[Task 1]: Using the passage on Lyle below, decide whether each statement agrees with it, answering yes or no and quoting the deciding words: (a) State Route 14 leads 11 mi west from Lyle to White Salmon; (b) the school campus sits at the southernmost part of town; (c) Lyle lies on the south side of the Columbia River.
[Task 2]: Return the portion of the passage on Lyle between "Although Lyle is" and "hill overlooking Lyle.", inclusive.
[Task 3]: According to the passage on Lyle, which route travels from Lyle to Goldendale?

[Document section]:
Although Lyle is more than 70 mi east of Portland/Vancouver, it is a bedroom community using freeway transportation on the Oregon side.

The Lyle Community Schools Campus includes three independent, small, rural schools: the area's elementary, middle school and high school, which incorporate students from Dallesport and Murdock (6 mi east of Lyle). The campus is located at the northernmost part of town, high on the hill overlooking Lyle.

== Geography ==
Lyle is located in southwestern Klickitat County on the north side of the Columbia River where it is joined by the Klickitat River. State Route 14 passes through the town, leading 8 mi east to Dallesport and a junction with U.S. Route 197, and 11 mi west to White Salmon. Dallesport and White Salmon are the locations of the closest road crossings of the Columbia River to the east and west, respectively. In addition, State Route 142 travels from Lyle to Goldendale along the Klickitat River.

(Natural-language object grounding data)
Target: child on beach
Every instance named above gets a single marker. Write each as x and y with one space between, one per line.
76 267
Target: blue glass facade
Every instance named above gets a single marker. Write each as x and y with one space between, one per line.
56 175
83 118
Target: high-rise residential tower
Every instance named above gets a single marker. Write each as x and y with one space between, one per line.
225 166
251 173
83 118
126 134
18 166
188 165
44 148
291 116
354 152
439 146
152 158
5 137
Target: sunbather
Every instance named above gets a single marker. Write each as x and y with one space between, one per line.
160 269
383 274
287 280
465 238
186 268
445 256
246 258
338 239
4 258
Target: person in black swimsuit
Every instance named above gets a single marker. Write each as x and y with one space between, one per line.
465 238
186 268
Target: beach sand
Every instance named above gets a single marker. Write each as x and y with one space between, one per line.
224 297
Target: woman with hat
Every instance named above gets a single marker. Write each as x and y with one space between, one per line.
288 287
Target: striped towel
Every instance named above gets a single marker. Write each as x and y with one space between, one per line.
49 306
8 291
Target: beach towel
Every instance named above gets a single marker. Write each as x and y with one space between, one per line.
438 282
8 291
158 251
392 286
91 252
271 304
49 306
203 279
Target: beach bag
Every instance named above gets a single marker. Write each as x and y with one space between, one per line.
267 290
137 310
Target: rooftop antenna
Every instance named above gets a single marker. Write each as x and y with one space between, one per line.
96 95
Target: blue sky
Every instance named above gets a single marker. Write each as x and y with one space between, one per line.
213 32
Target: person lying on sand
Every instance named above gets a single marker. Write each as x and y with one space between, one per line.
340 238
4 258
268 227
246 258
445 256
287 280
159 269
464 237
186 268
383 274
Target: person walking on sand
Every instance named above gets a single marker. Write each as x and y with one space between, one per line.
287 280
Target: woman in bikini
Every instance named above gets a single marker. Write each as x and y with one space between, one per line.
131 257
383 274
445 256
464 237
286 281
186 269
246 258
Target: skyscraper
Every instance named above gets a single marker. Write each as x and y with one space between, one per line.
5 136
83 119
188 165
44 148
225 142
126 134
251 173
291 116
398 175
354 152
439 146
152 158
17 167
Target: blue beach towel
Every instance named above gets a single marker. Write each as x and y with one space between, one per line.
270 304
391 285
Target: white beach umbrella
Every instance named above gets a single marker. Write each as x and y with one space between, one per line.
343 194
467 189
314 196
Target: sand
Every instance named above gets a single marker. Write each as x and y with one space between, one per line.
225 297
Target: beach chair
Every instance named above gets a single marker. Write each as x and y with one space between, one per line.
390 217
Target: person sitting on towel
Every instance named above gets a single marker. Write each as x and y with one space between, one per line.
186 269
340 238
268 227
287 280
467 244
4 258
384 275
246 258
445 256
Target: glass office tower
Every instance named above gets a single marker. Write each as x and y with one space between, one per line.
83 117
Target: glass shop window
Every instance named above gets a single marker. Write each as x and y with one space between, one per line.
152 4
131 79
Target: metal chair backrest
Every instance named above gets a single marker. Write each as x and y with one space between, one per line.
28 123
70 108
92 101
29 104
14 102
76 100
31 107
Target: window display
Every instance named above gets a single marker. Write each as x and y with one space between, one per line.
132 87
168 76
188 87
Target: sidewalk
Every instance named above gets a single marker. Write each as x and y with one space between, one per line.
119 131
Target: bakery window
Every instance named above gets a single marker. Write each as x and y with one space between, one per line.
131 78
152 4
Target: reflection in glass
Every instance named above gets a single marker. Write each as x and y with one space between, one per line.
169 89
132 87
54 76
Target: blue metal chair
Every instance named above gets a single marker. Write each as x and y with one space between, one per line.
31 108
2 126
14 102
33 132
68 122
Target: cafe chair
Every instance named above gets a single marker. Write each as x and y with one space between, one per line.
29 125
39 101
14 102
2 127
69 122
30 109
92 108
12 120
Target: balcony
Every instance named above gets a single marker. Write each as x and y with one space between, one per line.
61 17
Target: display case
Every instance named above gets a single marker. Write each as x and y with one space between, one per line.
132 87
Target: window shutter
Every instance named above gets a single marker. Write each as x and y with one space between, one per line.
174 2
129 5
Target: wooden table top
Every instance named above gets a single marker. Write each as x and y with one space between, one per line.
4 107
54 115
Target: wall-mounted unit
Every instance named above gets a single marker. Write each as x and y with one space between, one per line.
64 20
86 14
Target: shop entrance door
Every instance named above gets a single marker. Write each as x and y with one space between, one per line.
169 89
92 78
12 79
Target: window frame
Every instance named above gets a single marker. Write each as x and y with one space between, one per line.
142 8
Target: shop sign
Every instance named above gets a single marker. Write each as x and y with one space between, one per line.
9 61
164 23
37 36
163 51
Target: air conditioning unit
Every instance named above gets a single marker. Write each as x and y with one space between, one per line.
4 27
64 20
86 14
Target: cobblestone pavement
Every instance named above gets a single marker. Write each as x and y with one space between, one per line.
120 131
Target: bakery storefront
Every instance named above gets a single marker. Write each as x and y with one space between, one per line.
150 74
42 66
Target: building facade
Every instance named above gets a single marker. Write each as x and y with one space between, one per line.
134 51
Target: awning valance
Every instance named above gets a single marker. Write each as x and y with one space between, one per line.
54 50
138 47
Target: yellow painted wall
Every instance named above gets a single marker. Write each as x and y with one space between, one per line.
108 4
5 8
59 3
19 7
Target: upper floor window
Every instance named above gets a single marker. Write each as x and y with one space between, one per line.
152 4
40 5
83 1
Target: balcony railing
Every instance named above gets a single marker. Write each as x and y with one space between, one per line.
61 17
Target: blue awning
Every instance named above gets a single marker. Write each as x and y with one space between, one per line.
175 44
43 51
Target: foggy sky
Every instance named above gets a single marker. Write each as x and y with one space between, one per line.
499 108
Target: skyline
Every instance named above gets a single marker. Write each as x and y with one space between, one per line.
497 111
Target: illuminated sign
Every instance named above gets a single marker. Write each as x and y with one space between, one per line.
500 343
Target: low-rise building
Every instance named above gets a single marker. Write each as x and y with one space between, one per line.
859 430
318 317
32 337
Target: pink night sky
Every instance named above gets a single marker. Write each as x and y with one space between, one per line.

[Solution 1]:
(a) Yes: "11 mi west to White Salmon"
(b) No: "The campus is located at the northernmost part of town"
(c) No: "on the north side of the Columbia River"

[Solution 2]:
Although Lyle is more than 70 mi east of Portland/Vancouver, it is a bedroom community using freeway transportation on the Oregon side.

The Lyle Community Schools Campus includes three independent, small, rural schools: the area's elementary, middle school and high school, which incorporate students from Dallesport and Murdock (6 mi east of Lyle). The campus is located at the northernmost part of town, high on the hill overlooking Lyle.

[Solution 3]: State Route 142, which runs along the Klickitat River.